• EXERCISE PROMPT: Search the entries below. Return every line that has "this" in it.

======

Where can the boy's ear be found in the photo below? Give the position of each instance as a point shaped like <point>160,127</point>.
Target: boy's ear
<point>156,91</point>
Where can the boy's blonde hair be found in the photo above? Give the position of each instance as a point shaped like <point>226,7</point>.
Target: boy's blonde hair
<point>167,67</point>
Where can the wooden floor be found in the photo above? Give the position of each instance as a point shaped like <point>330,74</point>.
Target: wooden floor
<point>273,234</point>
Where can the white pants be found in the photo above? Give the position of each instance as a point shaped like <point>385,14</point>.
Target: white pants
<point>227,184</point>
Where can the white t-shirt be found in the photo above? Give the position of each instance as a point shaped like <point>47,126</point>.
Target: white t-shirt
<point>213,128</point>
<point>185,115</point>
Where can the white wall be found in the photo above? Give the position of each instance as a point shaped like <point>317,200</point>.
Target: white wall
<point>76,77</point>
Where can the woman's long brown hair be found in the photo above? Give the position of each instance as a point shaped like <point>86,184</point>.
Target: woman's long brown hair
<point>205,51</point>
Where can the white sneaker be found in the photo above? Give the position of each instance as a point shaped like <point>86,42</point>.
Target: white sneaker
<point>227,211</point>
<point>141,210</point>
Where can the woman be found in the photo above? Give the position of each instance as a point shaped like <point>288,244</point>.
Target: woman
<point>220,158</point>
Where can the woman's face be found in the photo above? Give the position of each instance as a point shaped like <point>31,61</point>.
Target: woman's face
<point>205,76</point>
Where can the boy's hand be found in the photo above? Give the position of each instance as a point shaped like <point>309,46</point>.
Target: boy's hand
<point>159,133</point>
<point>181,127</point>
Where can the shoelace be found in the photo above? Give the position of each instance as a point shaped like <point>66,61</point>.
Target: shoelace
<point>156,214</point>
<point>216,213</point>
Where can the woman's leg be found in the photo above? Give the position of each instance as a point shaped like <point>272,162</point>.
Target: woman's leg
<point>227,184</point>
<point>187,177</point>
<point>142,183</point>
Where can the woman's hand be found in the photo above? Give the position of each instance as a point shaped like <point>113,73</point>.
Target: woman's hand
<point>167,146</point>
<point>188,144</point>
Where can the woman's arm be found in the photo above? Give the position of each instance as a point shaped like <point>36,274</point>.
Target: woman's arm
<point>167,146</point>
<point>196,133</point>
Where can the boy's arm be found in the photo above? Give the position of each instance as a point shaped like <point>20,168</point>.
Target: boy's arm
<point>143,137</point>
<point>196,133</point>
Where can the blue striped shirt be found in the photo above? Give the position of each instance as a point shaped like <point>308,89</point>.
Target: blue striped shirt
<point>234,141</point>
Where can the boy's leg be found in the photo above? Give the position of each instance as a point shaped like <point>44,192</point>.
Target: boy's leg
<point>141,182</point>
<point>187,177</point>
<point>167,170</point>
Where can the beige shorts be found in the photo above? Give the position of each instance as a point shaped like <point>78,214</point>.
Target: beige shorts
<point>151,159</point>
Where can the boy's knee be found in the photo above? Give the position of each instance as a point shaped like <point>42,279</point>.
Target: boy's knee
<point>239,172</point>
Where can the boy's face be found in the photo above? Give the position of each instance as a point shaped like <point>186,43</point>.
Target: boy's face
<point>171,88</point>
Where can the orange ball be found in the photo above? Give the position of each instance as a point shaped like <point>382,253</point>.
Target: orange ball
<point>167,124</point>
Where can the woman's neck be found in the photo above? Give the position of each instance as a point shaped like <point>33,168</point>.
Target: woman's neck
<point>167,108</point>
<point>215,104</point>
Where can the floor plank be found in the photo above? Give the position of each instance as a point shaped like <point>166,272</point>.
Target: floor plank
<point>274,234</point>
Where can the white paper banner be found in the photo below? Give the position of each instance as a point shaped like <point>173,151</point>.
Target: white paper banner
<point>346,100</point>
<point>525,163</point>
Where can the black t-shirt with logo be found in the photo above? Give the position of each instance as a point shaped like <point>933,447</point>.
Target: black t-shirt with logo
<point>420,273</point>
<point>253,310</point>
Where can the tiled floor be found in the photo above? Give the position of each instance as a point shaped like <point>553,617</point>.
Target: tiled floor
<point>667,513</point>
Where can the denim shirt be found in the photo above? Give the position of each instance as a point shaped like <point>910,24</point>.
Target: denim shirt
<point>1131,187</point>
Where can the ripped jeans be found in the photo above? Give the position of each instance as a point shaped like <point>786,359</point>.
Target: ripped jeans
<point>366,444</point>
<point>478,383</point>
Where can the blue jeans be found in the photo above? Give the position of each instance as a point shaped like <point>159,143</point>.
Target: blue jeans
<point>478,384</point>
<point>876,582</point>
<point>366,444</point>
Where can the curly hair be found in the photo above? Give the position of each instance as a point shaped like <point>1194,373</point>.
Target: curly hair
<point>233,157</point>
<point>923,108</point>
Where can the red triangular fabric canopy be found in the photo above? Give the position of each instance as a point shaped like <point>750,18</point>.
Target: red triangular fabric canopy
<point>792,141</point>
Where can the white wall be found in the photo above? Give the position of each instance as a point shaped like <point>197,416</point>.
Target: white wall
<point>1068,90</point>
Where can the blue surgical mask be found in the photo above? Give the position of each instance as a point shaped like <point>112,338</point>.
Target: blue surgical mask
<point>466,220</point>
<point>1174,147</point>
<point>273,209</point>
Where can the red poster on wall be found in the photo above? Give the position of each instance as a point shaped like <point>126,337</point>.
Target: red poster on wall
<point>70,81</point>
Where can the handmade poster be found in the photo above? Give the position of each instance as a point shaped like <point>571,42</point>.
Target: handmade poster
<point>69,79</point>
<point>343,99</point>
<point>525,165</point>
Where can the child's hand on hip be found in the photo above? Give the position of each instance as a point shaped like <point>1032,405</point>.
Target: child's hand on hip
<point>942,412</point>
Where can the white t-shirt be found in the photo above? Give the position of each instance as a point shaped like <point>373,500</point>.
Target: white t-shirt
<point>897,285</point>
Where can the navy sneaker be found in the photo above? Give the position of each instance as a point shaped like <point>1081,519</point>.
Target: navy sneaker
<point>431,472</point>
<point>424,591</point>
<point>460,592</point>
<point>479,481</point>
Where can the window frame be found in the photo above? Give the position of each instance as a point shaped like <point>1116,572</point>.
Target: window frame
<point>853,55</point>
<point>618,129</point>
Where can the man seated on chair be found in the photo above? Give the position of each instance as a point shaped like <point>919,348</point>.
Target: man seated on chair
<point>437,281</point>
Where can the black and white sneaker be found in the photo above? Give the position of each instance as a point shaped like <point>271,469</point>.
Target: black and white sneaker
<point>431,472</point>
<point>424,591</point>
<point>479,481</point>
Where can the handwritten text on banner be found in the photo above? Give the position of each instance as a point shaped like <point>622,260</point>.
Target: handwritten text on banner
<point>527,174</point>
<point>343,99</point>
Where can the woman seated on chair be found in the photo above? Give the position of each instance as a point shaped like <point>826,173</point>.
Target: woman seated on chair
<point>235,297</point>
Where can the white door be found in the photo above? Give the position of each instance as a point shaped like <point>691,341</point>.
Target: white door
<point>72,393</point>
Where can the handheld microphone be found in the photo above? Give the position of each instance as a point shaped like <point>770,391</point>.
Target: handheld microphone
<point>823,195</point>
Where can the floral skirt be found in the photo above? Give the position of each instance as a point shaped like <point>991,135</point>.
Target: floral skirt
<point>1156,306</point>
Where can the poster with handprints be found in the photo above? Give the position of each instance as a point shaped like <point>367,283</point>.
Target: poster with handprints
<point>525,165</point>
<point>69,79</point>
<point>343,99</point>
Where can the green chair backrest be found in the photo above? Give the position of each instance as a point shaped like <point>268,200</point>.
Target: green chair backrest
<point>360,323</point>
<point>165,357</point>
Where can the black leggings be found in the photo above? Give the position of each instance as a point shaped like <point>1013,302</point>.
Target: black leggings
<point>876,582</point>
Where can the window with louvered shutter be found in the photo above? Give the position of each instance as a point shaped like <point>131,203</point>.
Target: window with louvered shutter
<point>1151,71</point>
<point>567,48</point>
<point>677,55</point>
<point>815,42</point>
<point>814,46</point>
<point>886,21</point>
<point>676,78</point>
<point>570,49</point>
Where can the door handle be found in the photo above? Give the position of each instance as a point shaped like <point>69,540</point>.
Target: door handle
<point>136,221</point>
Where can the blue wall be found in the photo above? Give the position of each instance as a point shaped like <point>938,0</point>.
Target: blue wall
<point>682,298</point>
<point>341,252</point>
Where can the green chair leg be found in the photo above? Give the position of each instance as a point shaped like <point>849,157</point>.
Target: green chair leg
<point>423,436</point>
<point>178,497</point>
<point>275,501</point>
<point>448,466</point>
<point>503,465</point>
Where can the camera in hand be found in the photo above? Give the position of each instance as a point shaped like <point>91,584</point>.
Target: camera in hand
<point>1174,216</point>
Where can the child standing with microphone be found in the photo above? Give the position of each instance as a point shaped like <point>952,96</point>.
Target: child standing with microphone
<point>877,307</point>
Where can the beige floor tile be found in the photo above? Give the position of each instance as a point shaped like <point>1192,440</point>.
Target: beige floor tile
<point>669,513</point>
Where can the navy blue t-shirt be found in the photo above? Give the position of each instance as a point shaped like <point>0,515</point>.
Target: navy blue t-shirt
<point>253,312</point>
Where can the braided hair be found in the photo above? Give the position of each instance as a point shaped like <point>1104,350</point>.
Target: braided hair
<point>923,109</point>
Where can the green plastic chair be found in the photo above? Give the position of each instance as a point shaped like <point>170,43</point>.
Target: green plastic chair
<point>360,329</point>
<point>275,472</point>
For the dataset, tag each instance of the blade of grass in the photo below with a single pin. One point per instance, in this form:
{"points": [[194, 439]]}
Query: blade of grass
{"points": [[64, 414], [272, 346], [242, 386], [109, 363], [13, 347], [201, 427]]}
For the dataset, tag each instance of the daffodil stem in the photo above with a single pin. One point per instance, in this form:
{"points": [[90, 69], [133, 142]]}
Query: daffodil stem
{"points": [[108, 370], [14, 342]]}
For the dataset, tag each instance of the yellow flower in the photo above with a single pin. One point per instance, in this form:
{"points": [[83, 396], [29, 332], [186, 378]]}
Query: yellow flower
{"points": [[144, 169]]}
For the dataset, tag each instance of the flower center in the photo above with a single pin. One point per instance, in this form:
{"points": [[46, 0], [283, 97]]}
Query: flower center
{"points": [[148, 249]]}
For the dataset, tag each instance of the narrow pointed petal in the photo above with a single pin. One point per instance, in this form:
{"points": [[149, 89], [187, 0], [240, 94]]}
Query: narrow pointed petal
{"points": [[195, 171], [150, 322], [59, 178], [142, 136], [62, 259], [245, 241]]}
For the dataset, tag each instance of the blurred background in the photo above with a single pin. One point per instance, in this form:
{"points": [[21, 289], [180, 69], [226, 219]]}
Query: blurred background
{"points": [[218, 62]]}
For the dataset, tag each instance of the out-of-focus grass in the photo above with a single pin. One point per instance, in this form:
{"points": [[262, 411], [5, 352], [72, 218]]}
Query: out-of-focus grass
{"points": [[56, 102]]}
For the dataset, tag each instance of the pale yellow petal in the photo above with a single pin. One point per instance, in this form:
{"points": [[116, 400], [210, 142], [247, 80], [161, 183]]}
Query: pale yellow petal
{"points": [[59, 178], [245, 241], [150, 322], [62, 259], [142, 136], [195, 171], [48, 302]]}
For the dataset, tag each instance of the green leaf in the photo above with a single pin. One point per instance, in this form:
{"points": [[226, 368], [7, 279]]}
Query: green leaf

======

• TASK RESPONSE:
For the dataset, tag each instance of the blade of grass in the photo below with a single pin. One point per instance, in this form:
For the dataset, tag each instance of the daffodil stem in the photo above with a single pin. One point per instance, in this form:
For the dataset, tag each instance of the yellow flower in the photo above with a single pin. One point per instance, in this form:
For the dataset, tag each instance of the flower center in the photo above with a single pin. One point per instance, in this form:
For the dataset, tag each instance of the narrow pointed petal in the photo above with a single pin. One point per instance, in this form:
For the dataset, tag each instance of the blurred background in the photo above with a single pin. One point per instance, in this form:
For the dataset, tag each instance of the out-of-focus grass in the photo above with a single pin. One point per instance, in this form:
For the dataset, tag each instance of the pale yellow petal in the photo above with a single pin. One point per instance, in this form:
For the dataset, tag each instance of the green leaf in the photo above with a single pin. One point per instance, in this form:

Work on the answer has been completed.